#### Data records:
□ □ □ □ □
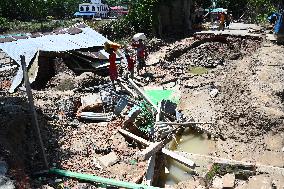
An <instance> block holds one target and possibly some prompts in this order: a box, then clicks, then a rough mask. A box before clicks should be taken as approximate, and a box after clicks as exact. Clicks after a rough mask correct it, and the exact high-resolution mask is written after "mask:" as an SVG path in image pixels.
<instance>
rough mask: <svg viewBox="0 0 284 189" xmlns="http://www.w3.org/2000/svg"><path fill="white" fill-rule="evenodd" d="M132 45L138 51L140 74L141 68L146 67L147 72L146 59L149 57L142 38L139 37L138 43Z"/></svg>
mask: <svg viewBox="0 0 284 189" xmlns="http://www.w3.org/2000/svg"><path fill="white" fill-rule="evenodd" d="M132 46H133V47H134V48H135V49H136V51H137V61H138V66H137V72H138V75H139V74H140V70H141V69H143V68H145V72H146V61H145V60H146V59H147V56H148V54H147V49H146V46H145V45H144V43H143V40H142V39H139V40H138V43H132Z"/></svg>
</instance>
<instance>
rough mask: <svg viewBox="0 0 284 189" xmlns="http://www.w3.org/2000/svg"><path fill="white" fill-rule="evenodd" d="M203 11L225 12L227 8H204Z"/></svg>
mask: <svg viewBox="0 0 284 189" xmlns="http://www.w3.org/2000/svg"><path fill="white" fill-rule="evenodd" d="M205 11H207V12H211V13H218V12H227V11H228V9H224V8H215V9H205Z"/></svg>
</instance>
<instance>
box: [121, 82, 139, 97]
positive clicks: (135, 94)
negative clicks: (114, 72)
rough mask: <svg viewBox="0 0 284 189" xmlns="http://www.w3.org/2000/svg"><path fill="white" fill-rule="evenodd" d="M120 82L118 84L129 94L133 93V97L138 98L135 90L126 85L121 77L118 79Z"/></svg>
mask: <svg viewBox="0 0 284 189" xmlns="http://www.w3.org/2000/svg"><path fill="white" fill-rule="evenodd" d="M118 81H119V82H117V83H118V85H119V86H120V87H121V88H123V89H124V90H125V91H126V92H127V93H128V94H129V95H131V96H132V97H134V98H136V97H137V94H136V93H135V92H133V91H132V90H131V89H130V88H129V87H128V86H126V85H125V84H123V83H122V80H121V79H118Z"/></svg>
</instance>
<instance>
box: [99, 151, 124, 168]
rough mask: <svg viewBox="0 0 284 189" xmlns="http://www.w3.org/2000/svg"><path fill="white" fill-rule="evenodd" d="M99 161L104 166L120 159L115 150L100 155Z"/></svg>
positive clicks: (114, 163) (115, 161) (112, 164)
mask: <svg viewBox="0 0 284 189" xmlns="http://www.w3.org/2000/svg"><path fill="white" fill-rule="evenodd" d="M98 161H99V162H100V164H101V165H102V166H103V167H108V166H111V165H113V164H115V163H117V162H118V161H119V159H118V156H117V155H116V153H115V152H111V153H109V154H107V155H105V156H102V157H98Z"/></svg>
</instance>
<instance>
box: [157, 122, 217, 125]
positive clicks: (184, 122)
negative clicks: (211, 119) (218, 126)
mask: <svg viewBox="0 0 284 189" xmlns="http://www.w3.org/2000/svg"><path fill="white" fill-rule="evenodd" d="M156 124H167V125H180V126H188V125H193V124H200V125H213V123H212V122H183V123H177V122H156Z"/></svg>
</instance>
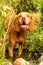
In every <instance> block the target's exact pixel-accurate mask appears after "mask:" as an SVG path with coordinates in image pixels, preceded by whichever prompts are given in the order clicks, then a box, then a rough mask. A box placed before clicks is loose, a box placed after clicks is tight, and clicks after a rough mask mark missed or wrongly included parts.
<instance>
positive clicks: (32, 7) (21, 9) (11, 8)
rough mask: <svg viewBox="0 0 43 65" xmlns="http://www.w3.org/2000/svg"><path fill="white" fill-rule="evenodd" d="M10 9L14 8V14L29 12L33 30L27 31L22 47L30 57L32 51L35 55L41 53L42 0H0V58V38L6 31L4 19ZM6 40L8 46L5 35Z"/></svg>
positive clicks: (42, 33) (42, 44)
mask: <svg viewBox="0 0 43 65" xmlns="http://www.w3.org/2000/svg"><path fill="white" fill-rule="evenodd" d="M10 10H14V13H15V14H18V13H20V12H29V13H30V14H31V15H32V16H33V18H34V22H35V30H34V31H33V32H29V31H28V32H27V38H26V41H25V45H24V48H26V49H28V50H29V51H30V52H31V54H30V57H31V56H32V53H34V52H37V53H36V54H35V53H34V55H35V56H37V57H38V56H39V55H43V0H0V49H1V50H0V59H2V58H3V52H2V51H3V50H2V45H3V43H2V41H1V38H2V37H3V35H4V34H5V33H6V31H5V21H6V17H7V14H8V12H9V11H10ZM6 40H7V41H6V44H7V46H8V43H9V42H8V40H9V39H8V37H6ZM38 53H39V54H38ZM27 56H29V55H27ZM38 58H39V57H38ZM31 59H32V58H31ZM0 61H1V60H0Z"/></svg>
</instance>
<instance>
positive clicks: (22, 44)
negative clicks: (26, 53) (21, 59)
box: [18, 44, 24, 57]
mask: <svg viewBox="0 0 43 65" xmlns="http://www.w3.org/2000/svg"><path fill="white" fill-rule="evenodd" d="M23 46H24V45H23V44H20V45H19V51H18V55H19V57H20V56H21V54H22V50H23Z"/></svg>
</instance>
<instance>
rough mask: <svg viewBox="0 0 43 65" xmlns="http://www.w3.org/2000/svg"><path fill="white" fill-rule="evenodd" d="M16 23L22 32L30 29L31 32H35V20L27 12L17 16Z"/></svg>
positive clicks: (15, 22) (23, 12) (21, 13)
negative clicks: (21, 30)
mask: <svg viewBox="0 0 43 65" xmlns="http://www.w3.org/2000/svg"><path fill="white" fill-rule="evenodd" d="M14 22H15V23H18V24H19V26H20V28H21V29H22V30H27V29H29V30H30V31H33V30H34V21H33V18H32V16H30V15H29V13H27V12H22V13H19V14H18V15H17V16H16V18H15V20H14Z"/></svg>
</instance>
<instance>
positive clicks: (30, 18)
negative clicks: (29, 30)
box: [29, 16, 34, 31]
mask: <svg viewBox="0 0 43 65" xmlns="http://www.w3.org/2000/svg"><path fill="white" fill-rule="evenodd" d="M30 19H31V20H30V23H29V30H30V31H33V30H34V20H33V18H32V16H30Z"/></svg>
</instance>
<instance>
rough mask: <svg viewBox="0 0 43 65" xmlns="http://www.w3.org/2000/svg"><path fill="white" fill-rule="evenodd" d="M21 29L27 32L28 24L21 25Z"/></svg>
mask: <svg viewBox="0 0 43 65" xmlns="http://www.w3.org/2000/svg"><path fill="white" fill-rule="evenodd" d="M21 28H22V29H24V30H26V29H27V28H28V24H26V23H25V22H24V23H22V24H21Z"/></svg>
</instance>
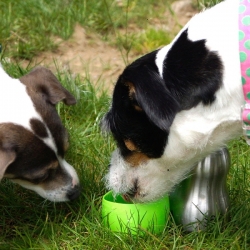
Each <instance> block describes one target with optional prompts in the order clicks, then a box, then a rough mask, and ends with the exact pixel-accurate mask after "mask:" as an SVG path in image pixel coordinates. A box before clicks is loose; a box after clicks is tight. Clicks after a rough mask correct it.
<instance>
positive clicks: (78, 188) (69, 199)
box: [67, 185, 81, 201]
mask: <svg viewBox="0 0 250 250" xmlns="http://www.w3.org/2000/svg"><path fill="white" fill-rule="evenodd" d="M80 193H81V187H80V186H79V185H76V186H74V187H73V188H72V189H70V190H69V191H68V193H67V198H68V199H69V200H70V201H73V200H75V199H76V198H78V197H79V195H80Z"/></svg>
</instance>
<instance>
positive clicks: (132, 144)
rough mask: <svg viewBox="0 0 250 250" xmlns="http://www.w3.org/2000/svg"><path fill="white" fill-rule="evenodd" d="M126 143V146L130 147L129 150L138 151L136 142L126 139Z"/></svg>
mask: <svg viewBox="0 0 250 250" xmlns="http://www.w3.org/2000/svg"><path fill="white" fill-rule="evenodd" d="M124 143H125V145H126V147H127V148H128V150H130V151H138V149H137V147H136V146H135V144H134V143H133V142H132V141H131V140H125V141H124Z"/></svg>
□ □ □ □ □
#### Task directions:
Copy out everything from the start of the entries down to the line containing "45L138 51L140 74L141", both ends included. Leave the pictures out of your answer.

#### Task answer:
An <instance> block holds one target and possibly some prompts in this order: a box, then clicks, then a rough mask. A box before clicks should be taken as approximate, and a box after clicks as exact. Clicks after a rough mask correct it, and the exact high-resolution mask is written after "mask:" as an SVG path in image pixels.
<instance>
rough mask: <svg viewBox="0 0 284 189" xmlns="http://www.w3.org/2000/svg"><path fill="white" fill-rule="evenodd" d="M132 45L138 51L140 74L141 68L146 67L147 72L146 59L149 57L142 38L139 37L138 43Z"/></svg>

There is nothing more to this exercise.